> _Task instructions_
Everything in the data below is left aside except the lines from the one containing "Scan for pupil." through the one containing "Scan for chin."; repeat those exactly.

> _The input_
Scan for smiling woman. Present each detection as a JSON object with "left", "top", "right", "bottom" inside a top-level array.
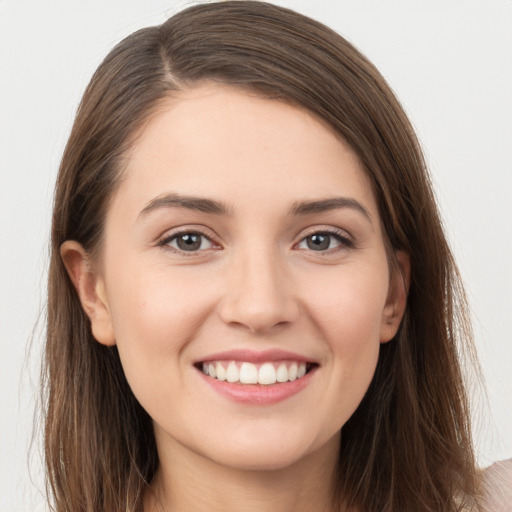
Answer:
[
  {"left": 62, "top": 85, "right": 406, "bottom": 482},
  {"left": 43, "top": 2, "right": 500, "bottom": 512}
]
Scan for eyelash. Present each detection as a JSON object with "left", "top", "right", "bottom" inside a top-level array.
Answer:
[
  {"left": 157, "top": 227, "right": 354, "bottom": 255},
  {"left": 157, "top": 228, "right": 220, "bottom": 255},
  {"left": 294, "top": 228, "right": 354, "bottom": 253}
]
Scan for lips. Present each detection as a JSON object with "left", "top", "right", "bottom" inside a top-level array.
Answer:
[{"left": 194, "top": 349, "right": 318, "bottom": 403}]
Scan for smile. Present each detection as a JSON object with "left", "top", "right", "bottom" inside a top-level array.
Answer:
[
  {"left": 195, "top": 349, "right": 318, "bottom": 404},
  {"left": 200, "top": 360, "right": 312, "bottom": 385}
]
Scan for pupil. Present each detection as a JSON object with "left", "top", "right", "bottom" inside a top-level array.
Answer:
[
  {"left": 307, "top": 234, "right": 330, "bottom": 251},
  {"left": 177, "top": 233, "right": 201, "bottom": 251}
]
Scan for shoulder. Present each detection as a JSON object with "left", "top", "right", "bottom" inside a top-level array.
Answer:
[{"left": 477, "top": 458, "right": 512, "bottom": 512}]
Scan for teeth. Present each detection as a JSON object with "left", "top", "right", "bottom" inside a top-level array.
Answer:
[
  {"left": 226, "top": 361, "right": 239, "bottom": 383},
  {"left": 289, "top": 362, "right": 298, "bottom": 381},
  {"left": 201, "top": 360, "right": 310, "bottom": 385},
  {"left": 276, "top": 363, "right": 288, "bottom": 382},
  {"left": 258, "top": 363, "right": 277, "bottom": 385},
  {"left": 216, "top": 362, "right": 226, "bottom": 381},
  {"left": 239, "top": 362, "right": 258, "bottom": 384}
]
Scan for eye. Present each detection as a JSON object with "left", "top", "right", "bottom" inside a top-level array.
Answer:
[
  {"left": 296, "top": 231, "right": 352, "bottom": 252},
  {"left": 162, "top": 231, "right": 215, "bottom": 252}
]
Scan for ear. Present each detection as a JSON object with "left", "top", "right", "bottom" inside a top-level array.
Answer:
[
  {"left": 380, "top": 250, "right": 410, "bottom": 343},
  {"left": 60, "top": 240, "right": 116, "bottom": 346}
]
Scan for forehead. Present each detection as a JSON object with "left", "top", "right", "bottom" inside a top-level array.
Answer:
[{"left": 113, "top": 84, "right": 378, "bottom": 221}]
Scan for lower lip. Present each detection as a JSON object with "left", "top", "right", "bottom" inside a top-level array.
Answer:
[{"left": 198, "top": 368, "right": 316, "bottom": 405}]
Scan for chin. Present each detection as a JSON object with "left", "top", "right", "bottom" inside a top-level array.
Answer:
[
  {"left": 198, "top": 425, "right": 340, "bottom": 473},
  {"left": 214, "top": 447, "right": 308, "bottom": 472}
]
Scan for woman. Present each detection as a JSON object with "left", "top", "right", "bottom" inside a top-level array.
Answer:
[{"left": 43, "top": 1, "right": 507, "bottom": 511}]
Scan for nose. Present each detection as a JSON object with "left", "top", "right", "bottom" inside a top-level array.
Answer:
[{"left": 218, "top": 248, "right": 300, "bottom": 334}]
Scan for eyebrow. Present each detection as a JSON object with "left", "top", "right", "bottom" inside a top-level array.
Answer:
[
  {"left": 289, "top": 197, "right": 372, "bottom": 222},
  {"left": 138, "top": 193, "right": 371, "bottom": 223},
  {"left": 138, "top": 193, "right": 231, "bottom": 218}
]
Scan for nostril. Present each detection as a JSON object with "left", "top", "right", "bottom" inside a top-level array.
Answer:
[
  {"left": 217, "top": 264, "right": 300, "bottom": 333},
  {"left": 218, "top": 298, "right": 300, "bottom": 334}
]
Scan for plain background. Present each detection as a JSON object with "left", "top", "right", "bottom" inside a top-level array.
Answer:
[{"left": 1, "top": 1, "right": 511, "bottom": 510}]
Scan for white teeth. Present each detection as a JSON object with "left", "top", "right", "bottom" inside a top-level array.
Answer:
[
  {"left": 201, "top": 360, "right": 312, "bottom": 385},
  {"left": 215, "top": 362, "right": 226, "bottom": 381},
  {"left": 288, "top": 362, "right": 298, "bottom": 381},
  {"left": 258, "top": 363, "right": 277, "bottom": 385},
  {"left": 239, "top": 362, "right": 258, "bottom": 384},
  {"left": 226, "top": 361, "right": 239, "bottom": 383},
  {"left": 276, "top": 363, "right": 288, "bottom": 383}
]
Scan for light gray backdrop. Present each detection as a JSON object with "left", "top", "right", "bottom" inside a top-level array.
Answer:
[{"left": 1, "top": 1, "right": 511, "bottom": 510}]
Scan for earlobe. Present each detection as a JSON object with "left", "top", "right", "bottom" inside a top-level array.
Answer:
[
  {"left": 60, "top": 240, "right": 116, "bottom": 346},
  {"left": 380, "top": 250, "right": 410, "bottom": 343}
]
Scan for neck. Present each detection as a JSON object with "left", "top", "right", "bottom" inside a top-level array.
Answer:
[{"left": 144, "top": 433, "right": 340, "bottom": 512}]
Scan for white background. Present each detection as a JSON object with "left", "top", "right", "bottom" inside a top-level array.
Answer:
[{"left": 1, "top": 1, "right": 511, "bottom": 510}]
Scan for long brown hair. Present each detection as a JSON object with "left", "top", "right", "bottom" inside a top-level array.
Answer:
[{"left": 44, "top": 2, "right": 479, "bottom": 510}]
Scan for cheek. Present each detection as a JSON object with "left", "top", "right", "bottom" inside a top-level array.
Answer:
[
  {"left": 104, "top": 260, "right": 218, "bottom": 398},
  {"left": 303, "top": 263, "right": 390, "bottom": 346},
  {"left": 108, "top": 256, "right": 215, "bottom": 336},
  {"left": 300, "top": 264, "right": 388, "bottom": 419}
]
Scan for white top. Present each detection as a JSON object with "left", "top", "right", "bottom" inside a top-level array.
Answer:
[{"left": 478, "top": 459, "right": 512, "bottom": 511}]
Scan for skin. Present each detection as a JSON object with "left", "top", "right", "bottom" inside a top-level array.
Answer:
[{"left": 62, "top": 84, "right": 409, "bottom": 512}]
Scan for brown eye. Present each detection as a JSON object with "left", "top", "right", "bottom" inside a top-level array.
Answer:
[
  {"left": 165, "top": 232, "right": 214, "bottom": 252},
  {"left": 299, "top": 233, "right": 342, "bottom": 251},
  {"left": 306, "top": 234, "right": 331, "bottom": 251},
  {"left": 296, "top": 230, "right": 352, "bottom": 253}
]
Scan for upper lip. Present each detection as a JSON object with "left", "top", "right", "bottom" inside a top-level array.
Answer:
[{"left": 197, "top": 349, "right": 315, "bottom": 364}]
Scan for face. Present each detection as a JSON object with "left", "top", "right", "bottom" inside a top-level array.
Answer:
[{"left": 66, "top": 85, "right": 407, "bottom": 472}]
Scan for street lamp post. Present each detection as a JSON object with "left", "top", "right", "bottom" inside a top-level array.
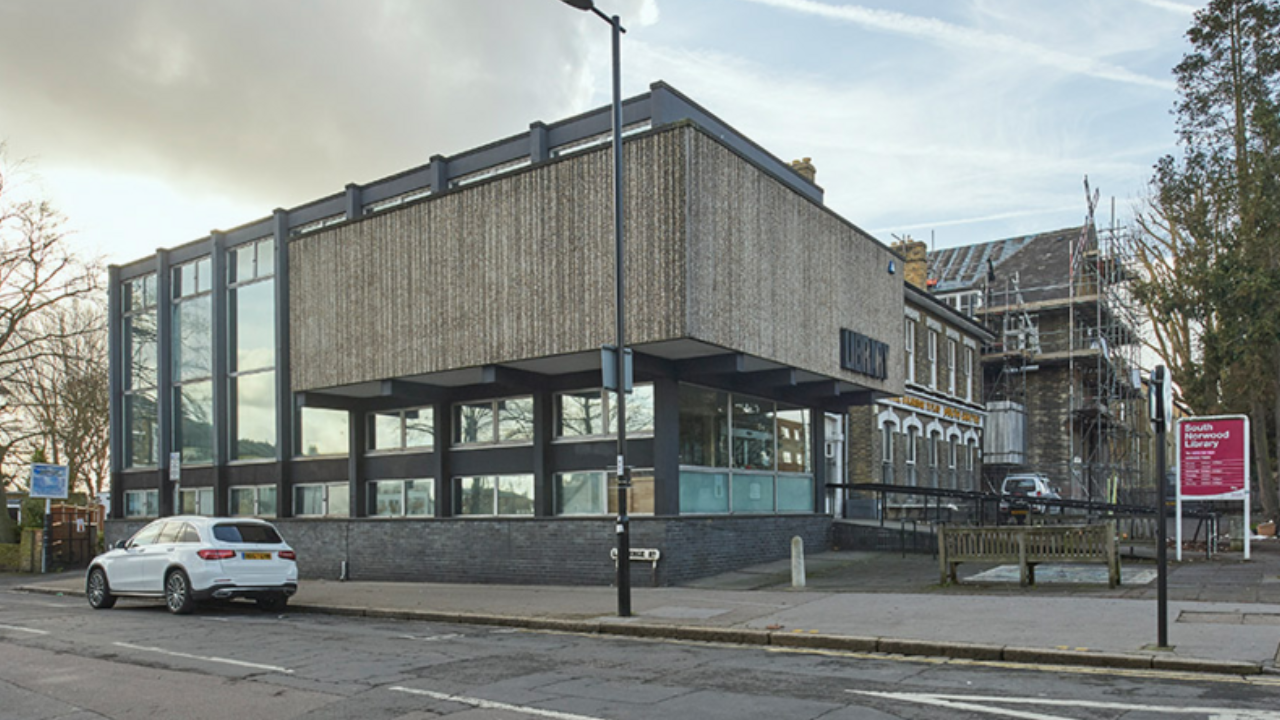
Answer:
[{"left": 557, "top": 0, "right": 631, "bottom": 618}]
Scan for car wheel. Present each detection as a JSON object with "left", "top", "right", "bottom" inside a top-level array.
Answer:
[
  {"left": 256, "top": 593, "right": 288, "bottom": 612},
  {"left": 86, "top": 568, "right": 116, "bottom": 610},
  {"left": 165, "top": 570, "right": 195, "bottom": 615}
]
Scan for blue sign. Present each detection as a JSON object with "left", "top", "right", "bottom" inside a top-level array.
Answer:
[{"left": 30, "top": 464, "right": 69, "bottom": 499}]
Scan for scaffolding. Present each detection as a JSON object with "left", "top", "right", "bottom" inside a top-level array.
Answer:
[{"left": 957, "top": 180, "right": 1149, "bottom": 502}]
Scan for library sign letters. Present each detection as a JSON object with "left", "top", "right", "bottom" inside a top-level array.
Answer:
[{"left": 840, "top": 329, "right": 889, "bottom": 381}]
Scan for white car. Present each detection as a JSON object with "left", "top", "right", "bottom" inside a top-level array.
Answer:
[
  {"left": 999, "top": 474, "right": 1063, "bottom": 516},
  {"left": 86, "top": 516, "right": 297, "bottom": 614}
]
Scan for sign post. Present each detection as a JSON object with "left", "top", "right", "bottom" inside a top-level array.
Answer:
[
  {"left": 30, "top": 464, "right": 69, "bottom": 574},
  {"left": 1148, "top": 366, "right": 1170, "bottom": 649},
  {"left": 1176, "top": 415, "right": 1250, "bottom": 561}
]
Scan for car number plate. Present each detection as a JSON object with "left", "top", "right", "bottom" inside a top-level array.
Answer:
[{"left": 243, "top": 552, "right": 271, "bottom": 560}]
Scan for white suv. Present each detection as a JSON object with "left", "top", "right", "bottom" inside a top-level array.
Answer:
[{"left": 86, "top": 516, "right": 298, "bottom": 614}]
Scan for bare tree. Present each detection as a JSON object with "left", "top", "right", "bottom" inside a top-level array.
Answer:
[
  {"left": 11, "top": 302, "right": 110, "bottom": 501},
  {"left": 0, "top": 151, "right": 101, "bottom": 541}
]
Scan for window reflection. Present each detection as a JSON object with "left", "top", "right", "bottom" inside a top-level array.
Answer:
[
  {"left": 299, "top": 407, "right": 348, "bottom": 456},
  {"left": 234, "top": 371, "right": 276, "bottom": 460},
  {"left": 176, "top": 380, "right": 213, "bottom": 463},
  {"left": 232, "top": 280, "right": 275, "bottom": 373},
  {"left": 173, "top": 295, "right": 212, "bottom": 380},
  {"left": 678, "top": 387, "right": 728, "bottom": 467}
]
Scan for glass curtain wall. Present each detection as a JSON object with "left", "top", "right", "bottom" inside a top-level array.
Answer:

> _Output_
Scan for pupil. Present each detection as a JSON object with "left", "top", "right", "bottom" inside a top-level array.
Answer:
[
  {"left": 307, "top": 234, "right": 330, "bottom": 251},
  {"left": 177, "top": 233, "right": 201, "bottom": 251}
]
Scan for shoulder. Present each detection as a JSON object with "left", "top", "right", "bottom" inside a top-level array.
Answer:
[{"left": 477, "top": 458, "right": 512, "bottom": 512}]
Scan for teeth. Present each detection as a JSON object with "left", "top", "right", "bottom" inside a top-level array.
Answer:
[
  {"left": 226, "top": 361, "right": 239, "bottom": 383},
  {"left": 289, "top": 362, "right": 298, "bottom": 381},
  {"left": 201, "top": 360, "right": 310, "bottom": 385},
  {"left": 276, "top": 363, "right": 288, "bottom": 382},
  {"left": 258, "top": 363, "right": 277, "bottom": 385},
  {"left": 216, "top": 362, "right": 226, "bottom": 381},
  {"left": 239, "top": 362, "right": 258, "bottom": 384}
]
Scan for eye. Present each detection as a JSON object with "left", "top", "right", "bottom" inside a top-level array.
Answer:
[
  {"left": 296, "top": 231, "right": 352, "bottom": 252},
  {"left": 162, "top": 231, "right": 215, "bottom": 252}
]
Scan for ear. Present each detection as a JSON object with "left", "top", "right", "bottom" inside a top-level array.
Answer:
[
  {"left": 380, "top": 250, "right": 410, "bottom": 343},
  {"left": 60, "top": 240, "right": 116, "bottom": 346}
]
Scan for forehead. Present each detection as a JSON object with "left", "top", "right", "bottom" inside a top-level array.
Answer:
[{"left": 113, "top": 84, "right": 378, "bottom": 221}]
Scan for lower lip. Present each detection as a JSON object with "left", "top", "right", "bottom" inside a top-level array.
Answer:
[{"left": 198, "top": 368, "right": 316, "bottom": 405}]
Scan for chin. Present each detection as a JSON object with "left", "top", "right", "bottom" inside a top-level array.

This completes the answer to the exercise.